→ **Dataset rows**

——————

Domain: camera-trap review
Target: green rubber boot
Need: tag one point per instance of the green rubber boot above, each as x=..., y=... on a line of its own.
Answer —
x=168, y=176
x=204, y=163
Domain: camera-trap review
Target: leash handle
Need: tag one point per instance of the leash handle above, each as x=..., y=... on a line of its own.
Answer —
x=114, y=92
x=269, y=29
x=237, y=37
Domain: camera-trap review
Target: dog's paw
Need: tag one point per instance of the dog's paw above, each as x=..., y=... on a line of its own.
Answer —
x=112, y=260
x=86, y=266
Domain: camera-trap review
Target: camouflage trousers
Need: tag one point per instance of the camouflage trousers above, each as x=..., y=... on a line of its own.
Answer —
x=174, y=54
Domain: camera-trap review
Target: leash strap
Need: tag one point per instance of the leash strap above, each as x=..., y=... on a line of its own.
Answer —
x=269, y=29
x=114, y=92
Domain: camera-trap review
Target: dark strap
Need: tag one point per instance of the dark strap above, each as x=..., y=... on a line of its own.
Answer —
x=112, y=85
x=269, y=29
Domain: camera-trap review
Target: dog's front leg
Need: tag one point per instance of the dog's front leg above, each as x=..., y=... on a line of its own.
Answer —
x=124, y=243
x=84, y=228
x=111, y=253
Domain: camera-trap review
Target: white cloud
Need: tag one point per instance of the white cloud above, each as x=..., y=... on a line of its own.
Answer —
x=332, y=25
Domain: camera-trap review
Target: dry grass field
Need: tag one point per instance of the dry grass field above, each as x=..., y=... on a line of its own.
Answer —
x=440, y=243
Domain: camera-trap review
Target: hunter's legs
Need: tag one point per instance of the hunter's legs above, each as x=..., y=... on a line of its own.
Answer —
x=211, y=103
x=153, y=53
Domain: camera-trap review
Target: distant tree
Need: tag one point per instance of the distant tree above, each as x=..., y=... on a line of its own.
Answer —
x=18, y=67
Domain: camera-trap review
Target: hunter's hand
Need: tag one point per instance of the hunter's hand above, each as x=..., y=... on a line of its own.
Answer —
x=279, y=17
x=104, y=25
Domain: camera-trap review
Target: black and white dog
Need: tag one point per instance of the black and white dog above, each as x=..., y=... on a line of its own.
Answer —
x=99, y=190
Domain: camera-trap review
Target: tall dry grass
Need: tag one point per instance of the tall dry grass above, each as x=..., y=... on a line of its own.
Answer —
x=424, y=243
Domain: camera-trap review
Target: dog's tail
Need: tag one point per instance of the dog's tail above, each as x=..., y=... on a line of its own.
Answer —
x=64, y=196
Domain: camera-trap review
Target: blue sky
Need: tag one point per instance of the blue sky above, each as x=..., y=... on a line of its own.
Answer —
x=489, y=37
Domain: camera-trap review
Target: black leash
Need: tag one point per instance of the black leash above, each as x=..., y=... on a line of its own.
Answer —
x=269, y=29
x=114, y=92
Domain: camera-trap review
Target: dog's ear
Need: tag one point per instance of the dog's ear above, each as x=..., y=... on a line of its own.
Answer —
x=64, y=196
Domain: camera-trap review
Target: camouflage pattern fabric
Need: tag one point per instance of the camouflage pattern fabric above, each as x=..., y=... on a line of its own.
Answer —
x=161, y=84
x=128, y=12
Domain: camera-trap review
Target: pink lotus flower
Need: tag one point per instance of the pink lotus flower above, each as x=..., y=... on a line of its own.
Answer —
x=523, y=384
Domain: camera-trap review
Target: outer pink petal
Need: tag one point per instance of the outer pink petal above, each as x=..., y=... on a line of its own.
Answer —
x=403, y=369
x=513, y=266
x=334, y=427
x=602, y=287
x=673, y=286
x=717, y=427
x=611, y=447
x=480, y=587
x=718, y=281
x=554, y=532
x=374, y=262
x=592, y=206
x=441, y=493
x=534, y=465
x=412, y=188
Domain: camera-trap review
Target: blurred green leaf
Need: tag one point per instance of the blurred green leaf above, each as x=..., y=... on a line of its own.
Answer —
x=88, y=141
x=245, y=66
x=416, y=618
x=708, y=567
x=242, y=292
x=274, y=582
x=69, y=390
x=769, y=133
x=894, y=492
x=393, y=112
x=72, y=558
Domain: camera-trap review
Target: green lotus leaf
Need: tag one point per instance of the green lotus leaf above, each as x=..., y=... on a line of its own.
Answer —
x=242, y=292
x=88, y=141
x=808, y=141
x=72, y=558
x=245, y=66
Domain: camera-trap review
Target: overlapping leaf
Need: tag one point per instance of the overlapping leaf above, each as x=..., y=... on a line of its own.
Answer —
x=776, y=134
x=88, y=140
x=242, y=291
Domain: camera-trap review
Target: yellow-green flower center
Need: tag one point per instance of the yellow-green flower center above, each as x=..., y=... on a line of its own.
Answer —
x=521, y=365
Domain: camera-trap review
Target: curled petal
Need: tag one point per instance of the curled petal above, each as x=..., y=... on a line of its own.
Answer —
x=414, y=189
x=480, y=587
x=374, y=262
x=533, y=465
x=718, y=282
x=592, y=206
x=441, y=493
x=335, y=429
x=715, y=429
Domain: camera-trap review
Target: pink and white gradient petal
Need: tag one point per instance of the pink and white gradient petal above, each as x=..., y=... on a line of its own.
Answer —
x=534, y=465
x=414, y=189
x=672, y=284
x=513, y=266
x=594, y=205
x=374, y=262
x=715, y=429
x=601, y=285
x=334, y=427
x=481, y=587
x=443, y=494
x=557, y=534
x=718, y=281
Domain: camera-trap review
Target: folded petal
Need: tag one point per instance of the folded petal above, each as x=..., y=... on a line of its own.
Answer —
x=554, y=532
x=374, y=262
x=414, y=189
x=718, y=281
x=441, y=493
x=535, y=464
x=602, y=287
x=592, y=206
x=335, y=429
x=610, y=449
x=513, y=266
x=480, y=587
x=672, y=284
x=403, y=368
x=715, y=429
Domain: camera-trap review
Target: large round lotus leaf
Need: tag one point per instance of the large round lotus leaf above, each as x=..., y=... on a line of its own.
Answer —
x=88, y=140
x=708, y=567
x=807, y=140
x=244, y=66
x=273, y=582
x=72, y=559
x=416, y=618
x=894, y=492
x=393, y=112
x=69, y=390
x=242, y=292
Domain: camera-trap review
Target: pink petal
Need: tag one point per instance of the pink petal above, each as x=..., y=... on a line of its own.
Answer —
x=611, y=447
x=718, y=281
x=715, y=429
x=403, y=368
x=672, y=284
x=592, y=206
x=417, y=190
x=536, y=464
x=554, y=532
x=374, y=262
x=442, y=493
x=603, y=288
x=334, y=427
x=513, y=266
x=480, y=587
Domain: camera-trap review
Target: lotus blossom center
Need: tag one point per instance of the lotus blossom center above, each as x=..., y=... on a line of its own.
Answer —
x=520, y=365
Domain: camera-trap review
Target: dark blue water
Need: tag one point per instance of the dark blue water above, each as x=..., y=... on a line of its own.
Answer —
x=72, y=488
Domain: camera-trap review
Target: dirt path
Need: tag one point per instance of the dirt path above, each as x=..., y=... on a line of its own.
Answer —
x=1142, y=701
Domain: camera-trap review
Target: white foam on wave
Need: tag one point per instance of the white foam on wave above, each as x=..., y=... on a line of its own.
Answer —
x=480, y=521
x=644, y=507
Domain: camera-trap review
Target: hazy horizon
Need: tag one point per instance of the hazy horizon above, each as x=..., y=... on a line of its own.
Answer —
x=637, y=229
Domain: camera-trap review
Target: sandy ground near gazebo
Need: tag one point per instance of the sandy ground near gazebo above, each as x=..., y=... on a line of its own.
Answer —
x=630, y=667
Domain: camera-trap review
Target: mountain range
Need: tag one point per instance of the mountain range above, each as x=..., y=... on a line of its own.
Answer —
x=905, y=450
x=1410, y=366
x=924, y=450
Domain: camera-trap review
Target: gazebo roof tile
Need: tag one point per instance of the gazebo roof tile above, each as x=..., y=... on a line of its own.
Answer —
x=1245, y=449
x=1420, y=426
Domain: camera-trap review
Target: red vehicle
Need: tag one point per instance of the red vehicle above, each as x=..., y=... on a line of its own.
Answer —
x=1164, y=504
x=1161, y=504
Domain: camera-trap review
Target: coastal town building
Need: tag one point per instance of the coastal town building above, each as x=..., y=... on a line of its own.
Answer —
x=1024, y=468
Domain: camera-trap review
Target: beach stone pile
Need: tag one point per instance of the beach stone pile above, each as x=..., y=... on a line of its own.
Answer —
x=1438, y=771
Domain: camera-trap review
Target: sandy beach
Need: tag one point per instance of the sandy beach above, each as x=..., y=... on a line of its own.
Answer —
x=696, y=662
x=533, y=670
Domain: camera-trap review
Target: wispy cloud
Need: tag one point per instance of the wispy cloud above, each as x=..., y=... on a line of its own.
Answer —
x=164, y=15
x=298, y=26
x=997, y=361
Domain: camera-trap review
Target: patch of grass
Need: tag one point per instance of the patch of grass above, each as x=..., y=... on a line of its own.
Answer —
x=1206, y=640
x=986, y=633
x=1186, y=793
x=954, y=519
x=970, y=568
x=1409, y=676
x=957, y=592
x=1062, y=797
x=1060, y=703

——————

→ **Work to be completed**
Write out again, unchanged, everything from the start of the rows above down to the line containing "x=86, y=266", with both the first line and that line included.

→ **Completed task**
Domain: camera-trap review
Target: green rubber boot
Need: tag one point per instance of the green rubber boot above, each as x=..., y=... on a line of its own.
Answer —
x=168, y=176
x=204, y=163
Domain: camera-trap review
Target: leash handle
Need: tag one point per instance of the leash handle above, each as x=..., y=... on a line of its own.
Answer —
x=114, y=92
x=269, y=29
x=237, y=37
Domain: camera-trap review
Target: dog's paw
Need: tag one point per instance of the dog's paw above, each as x=..., y=... on a line of its own.
Answer —
x=112, y=260
x=86, y=266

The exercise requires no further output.